Após a comprovação da presença de cristais de UM no ambiente articular, é preciso quantificar essa deposição, bem como sua extensão e o dano estrutural induzido. Além da anamnese e do exame físico, recursos de imagem, como radiografias, ultrassonografia e tomografia computadorizada de dupla emissão, podem ser úteis para avaliar a fase crônica da doença e os danos acarretados.

Diagnósticos diferenciais devem ser considerados, em especial na gota de apresentação oligoarticular e poliarticular, que podem mimetizar diversas doenças, tais como artrite reumatoide e espondiloartropatias. Na forma monoarticular, a artrite séptica sempre deve ser descartada.

Tratamento de gota

O tratamento da gota basicamente divide-se em duas etapas: manejo da crise aguda e terapia de longo prazo. Na primeira é preponderante aliviar a dor, diminuir a inflamação e a incapacitação articular e para isso são usados agentes anti-inflamatórios; na segunda etapa o objetivo é diminuir as concentrações de ácido úrico circulante (AUC), bem como prevenir novas crises.

Manejo da crise aguda

O tratamento da crise de gota ou gota aguda deve ser iniciado o mais precocemente possível. Para crises de baixa ou moderada intensidade (índice de dor menor ou igual a 6 em uma escala de 0 a 10) que envolvem entre uma e três articulações pequenas ou entre uma e duas grandes articulações (definidas como tornozelo, joelho, punho, cotovelo, quadril e ombro), a monoterapia é recomendada. Essa pode ser iniciada tanto com anti-inflamatórios não esteroides quanto com colchicina ou corticosteroides.

A terapia combinada está recomendada quando a dor é intensa (dor >6 em 10), especialmente quando o envolvimento é poliarticular (≥ 4 pequenas articulações) ou com envolvimento de mais uma ou duas grandes articulações. As seguintes opções de tratamento combinado são recomendadas: colchicina e AINE, corticosteroides orais e colchicina ou corticoides intra-articulares e qualquer uma das outras classes. O uso de corticoides sistêmicos e AINE não é recomendado pelo sinergismo da toxicidade gastrointestinal.

Anti-inflamatórios não esteroides (AINEs)

Os anti-inflamatórios não esteroides (AINEs) constituem a terapia mais usada no tratamento precoce da artrite gotosa aguda e, devido à intensidade das crises, podem ser administrados em suas dosagens máximas. Os AINEs têm sua função anti-inflamatória por meio da inibição das enzimas cicloxigenases (COX), que catalisam a transformação de ácido aracdônico derivado de fosfolipídios de membrana em prostaglandinas.

+ + + +

- [Instrução de trabalho A] No texto em estudo, qual associação de medicamentos não é recomendada no tratamento da crise aguda de gota, e por quê?
- [Instrução de trabalho B] Dê sequência ao texto sobre o tratamento da gota a partir da última frase.

- [Extrato de dados]
+ + + +

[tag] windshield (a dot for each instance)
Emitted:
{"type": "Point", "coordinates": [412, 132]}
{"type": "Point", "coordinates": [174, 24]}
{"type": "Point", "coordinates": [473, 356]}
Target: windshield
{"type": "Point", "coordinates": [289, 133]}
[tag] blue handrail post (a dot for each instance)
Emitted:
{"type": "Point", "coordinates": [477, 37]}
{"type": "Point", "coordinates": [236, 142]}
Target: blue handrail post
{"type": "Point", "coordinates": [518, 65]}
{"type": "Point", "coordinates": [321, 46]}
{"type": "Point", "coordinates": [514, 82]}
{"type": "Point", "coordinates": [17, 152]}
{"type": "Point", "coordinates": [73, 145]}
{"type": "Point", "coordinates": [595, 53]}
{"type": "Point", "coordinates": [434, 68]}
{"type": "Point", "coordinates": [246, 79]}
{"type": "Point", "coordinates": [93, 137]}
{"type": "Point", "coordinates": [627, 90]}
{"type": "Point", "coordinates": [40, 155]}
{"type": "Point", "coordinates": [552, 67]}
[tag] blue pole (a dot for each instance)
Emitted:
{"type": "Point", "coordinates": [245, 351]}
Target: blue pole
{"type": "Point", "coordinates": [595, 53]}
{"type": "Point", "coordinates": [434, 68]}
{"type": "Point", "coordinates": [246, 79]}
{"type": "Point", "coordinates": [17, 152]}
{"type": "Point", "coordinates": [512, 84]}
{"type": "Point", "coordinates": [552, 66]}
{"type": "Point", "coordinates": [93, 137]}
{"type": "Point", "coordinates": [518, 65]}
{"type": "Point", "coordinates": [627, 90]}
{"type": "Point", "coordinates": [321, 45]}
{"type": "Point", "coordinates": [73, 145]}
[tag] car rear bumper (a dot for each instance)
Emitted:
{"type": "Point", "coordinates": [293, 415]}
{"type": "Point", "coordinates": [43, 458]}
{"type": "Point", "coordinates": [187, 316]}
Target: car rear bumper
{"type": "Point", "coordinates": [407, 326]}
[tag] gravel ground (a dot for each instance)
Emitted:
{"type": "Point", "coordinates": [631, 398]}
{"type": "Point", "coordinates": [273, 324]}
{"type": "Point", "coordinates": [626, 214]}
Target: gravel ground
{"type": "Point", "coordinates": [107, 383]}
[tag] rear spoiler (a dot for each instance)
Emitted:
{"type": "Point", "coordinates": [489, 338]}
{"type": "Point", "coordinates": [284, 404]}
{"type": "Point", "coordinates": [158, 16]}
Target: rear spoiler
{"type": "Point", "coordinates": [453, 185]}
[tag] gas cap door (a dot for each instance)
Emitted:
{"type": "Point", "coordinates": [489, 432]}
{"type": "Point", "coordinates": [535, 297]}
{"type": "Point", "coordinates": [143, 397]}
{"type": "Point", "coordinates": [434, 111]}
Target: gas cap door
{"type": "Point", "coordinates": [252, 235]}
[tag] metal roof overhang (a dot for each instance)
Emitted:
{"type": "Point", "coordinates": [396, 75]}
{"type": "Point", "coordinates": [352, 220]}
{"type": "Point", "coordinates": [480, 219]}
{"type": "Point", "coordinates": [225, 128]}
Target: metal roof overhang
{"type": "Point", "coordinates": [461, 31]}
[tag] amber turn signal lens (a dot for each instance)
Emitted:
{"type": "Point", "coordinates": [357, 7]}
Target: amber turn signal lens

+ + + +

- [Resposta escrita A] A associação de corticoides sistêmicos com AINE, pelo sinergismo da toxicidade gastrointestinal.

- [Resposta escrita B]
Entre os AINEs comumente prescritos na gota, é tradicional o emprego de indometacina. Entretanto, há evidências de que qualquer AINE tem efeito semelhante na redução da atividade inflamatória aguda na gota. Como os pacientes com gota geralmente têm comorbidades e as doses de anti-inflamatórios prescritas são altas, inibidores de bomba de prótons podem ser usados a fim de prevenir danos gastrointestinais, como ulceração, sangramentos e perfuração.

Colchicina

A colchicina, um alcaloide derivado de extratos do açafrão-do-prado, também é recomendada no tratamento de primeira linha. Essa substância
tem diversos efeitos já relatados, a inibição da divisão celular é o mais conhecido. No contexto da gota, essa função interfere diretamente na atividade dos neutrófilos, além de inibir a formação do inflamassomo NLRP3 induzida por cristais de ácido úrico.

Quanto à dosagem, há diferenças entre as recomendações da Liga Europeia Contra o Reumatismo (European League Against Rheumatism – Eular) e o Colégio Americano de Reumatologia (American College of Rheumatology – ACR). A primeira recomenda uma dose máxima de 0,5mg três vezes ao dia e a segunda propõe administrar uma dose de 1,2 g, seguida de outra administração de 0,6mg uma hora depois, repetida em 12 horas.

As diretrizes da ACR complementam que o tratamento com colchicina obtém melhores resultados se iniciado em até 24 horas do início dos sintomas, não deve exceder 36 horas e permanece até que a crise seja suprimida. A administração endovenosa de colchicina é extremamente tóxica e não recomendada.